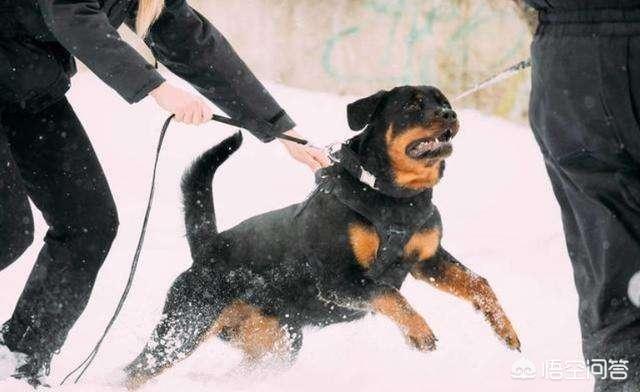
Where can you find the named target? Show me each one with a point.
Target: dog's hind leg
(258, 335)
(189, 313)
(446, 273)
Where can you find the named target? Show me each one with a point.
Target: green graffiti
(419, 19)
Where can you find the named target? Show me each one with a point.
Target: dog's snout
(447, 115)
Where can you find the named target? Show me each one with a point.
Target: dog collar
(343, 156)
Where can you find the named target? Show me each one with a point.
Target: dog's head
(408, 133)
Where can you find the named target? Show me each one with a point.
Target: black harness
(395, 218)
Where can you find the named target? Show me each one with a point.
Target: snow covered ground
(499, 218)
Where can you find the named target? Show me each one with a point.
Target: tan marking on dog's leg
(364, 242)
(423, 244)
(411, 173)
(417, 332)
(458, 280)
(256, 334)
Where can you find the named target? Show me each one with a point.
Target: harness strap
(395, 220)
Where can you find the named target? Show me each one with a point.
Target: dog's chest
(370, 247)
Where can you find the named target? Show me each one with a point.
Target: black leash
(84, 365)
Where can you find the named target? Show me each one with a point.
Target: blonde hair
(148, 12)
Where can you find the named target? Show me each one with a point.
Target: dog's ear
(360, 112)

__________

• **EXERCISE PROMPT**: Give the records above again in full and exactly, but exclude every picture.

• **RESPONSE**:
Where can you find the named target? Show me each one with a point.
Target: dog's hind leg
(258, 335)
(189, 313)
(446, 273)
Where can you find the named target? Show me each one with a point.
Target: green graffiti
(419, 19)
Where can you find the named target? Show me each one with a point.
Target: dog's snout
(447, 115)
Where can you find the named target? Show me each one with a point.
Target: dog collar
(343, 156)
Where can you find the named target? Show me each one with a point.
Target: dog's head
(408, 133)
Where can you find the named target? Show me each one with a point.
Target: black harness
(395, 218)
Where can you find the named target? Show me each one with a point.
Target: snow covered ground
(499, 218)
Where can you find the named target? Show me each one with a point.
Target: tan marking on dog's leg
(364, 242)
(423, 244)
(411, 173)
(417, 332)
(458, 280)
(256, 334)
Where can you find the named target? Show me each one with a point.
Target: harness strap
(395, 220)
Where can you find the named target? Show me each one with a point.
Target: dog's chest
(370, 247)
Where can you find the named target? Show me each one with a point.
Target: black leash
(84, 365)
Where can you find the named target? Show me each one with a point.
Target: blonde hair
(148, 12)
Where can you find the named target? Show me each one with a point.
Target: dog's ear
(360, 112)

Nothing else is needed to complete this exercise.